→ Try it: Apart from the pictures, every entry must be retyped exactly.

[Data records]
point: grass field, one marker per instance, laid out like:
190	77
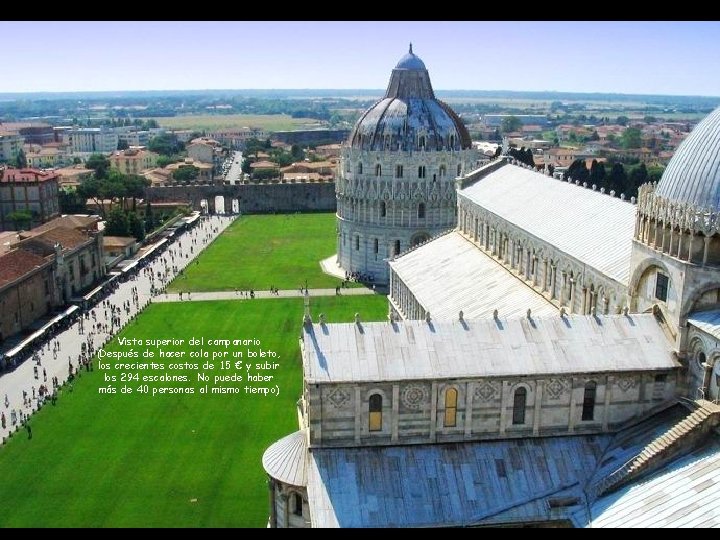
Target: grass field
260	251
211	122
165	461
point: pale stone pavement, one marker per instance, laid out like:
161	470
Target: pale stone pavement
155	275
245	295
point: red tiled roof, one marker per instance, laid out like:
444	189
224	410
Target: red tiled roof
10	174
16	264
67	237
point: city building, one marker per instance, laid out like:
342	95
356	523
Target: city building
27	190
204	170
133	160
26	290
395	187
550	361
91	140
76	248
10	145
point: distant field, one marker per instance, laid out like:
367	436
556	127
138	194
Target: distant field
172	460
210	122
260	251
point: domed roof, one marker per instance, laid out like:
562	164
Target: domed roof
693	174
409	117
410	61
286	459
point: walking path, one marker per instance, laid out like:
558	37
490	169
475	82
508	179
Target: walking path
241	295
103	322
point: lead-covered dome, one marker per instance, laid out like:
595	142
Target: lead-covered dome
409	117
693	174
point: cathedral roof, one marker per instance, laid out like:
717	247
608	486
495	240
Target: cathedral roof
488	347
286	459
410	61
693	174
593	228
409	117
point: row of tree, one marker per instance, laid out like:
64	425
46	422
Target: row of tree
614	176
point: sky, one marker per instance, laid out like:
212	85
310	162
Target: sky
677	58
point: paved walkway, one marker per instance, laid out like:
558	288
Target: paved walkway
242	295
130	298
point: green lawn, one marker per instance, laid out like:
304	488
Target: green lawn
166	461
260	251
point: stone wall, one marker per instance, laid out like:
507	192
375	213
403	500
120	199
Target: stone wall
253	198
415	412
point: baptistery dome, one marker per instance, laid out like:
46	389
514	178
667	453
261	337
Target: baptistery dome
409	117
396	183
693	174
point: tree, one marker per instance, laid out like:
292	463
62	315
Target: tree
186	173
511	123
100	164
578	171
617	180
638	176
117	223
20	160
135	226
20	218
149	217
631	138
597	173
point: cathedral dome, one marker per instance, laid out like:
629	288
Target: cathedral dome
693	174
409	117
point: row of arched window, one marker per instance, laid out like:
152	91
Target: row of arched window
420	209
400	170
375	420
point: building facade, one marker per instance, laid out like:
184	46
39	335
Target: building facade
550	361
395	187
27	190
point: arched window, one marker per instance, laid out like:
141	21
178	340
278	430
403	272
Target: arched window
450	407
589	401
701	359
662	284
519	404
297	504
375	409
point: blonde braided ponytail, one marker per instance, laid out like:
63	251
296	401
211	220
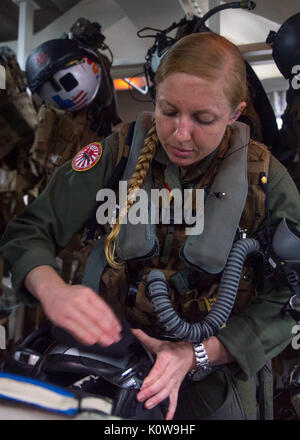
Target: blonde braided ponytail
136	182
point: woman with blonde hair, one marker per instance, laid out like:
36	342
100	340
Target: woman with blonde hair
191	142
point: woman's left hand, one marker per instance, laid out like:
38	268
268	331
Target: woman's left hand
173	361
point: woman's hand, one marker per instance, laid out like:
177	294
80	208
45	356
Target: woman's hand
77	309
173	361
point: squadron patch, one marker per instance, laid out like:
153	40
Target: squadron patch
87	157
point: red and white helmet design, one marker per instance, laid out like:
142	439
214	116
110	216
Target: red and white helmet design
73	87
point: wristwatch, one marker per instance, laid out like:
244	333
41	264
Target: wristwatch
203	367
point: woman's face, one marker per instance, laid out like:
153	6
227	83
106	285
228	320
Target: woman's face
191	117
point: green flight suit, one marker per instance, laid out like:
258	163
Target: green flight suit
253	337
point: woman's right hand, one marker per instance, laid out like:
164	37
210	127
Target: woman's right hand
77	309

→ Task answer:
point: grass field, one marker per instance, laid out like:
190	77
Target: grass field
260	251
211	122
165	461
point: pale stone pavement, one marker per instance, laid out like:
161	470
Target: pale stone pavement
155	275
245	295
point: red tiled roof, one marker per instance, laid out like:
444	189
224	410
Target: red tiled roof
10	174
16	264
67	237
point: city building, one marker per instance, laid out like:
342	95
356	523
Target: city building
27	190
204	170
133	160
26	290
395	187
550	361
91	140
76	248
10	145
point: distant field, one marker per instance, laid out like:
367	436
556	127
138	194
Target: distant field
172	460
210	122
260	251
point: domed roof, one marker per instance, laid out like:
562	164
Target: domed roof
693	174
409	117
410	61
286	459
point: walking path, one marker per instance, laid out like:
558	37
490	169
475	82
508	179
Target: walking path
241	295
103	322
point: lead-covered dome, one marker per instance, laid out like:
595	142
Target: lead-covered dome
409	117
693	174
point: cathedral roof, one marker per instance, laid out like:
717	247
608	486
495	240
Target: cathedral roof
488	347
286	459
410	61
693	174
593	228
409	117
point: row of tree, one marker per instance, laid out like:
64	425
46	422
Target: row of tree
614	176
point: sky, one marker per instance, laid out like:
212	85
310	162
Target: sky
677	58
point: paved walkway, one marker per instance, laid out like:
558	288
Target: paved walkway
242	295
130	298
point: green lawn, one marker per instance, laid out like:
304	488
Target: green lawn
166	461
260	251
point: stone wall, one marker per instance, laid out like:
507	192
375	213
403	500
120	199
Target: stone wall
253	198
415	412
point: baptistery dome, one marker per instance, laid out like:
46	389
514	178
667	453
261	337
Target: baptistery dome
409	117
396	183
693	174
point: tree, one marker per instance, laid out like:
292	463
62	315
Target: tree
186	173
511	123
100	164
578	171
617	180
638	176
117	223
20	160
135	226
20	218
149	217
631	138
597	173
point: cathedral dome, one marker per instance, laid out like:
629	288
Target: cathedral dome
693	174
409	117
point: row of arched window, one marker per instance, laid out like:
152	91
Target: row of arched window
420	209
400	170
375	420
point: building facade, one marker per instance, laid out like:
184	46
39	335
Target: building facade
550	361
395	187
27	190
point: arched window, one marker per instance, laid out like:
141	21
178	340
278	430
403	272
Target: arched window
450	407
589	401
701	359
662	284
519	404
297	504
375	409
point: blonde braided ponytail, one marker per instance, laid out like:
63	251
296	401
211	220
Target: blonde braided ponytail
136	182
point: woman with blonde hair, one marker per instance, laid out like:
36	342
100	340
Target: woman with blonde hair
191	142
point: woman's left hand, one marker per instance, laid out like:
38	268
268	331
Target: woman's left hand
173	361
point: woman's hand, one marker per instance, laid out like:
177	294
80	208
45	356
Target: woman's hand
77	309
173	361
point: squadron patch, one marker per instance, laid out like:
153	40
Target: squadron patch
87	157
point: red and white helmet design, one marker per instance, laid out like:
142	439
214	116
110	216
Target: red and white helmet design
73	87
point: wristwatch, one marker per instance, laid out like:
244	333
41	264
Target: wristwatch
203	367
point: woman's face, one marker per instance, laid out like:
153	6
227	83
106	285
228	320
Target: woman's face
191	117
point: green flight suit, one marker per instance, laid out like:
258	163
Target: green flight suit
253	337
point: woman's right hand, one marker per instance, laid out like:
164	37
210	127
Target: woman's right hand
77	309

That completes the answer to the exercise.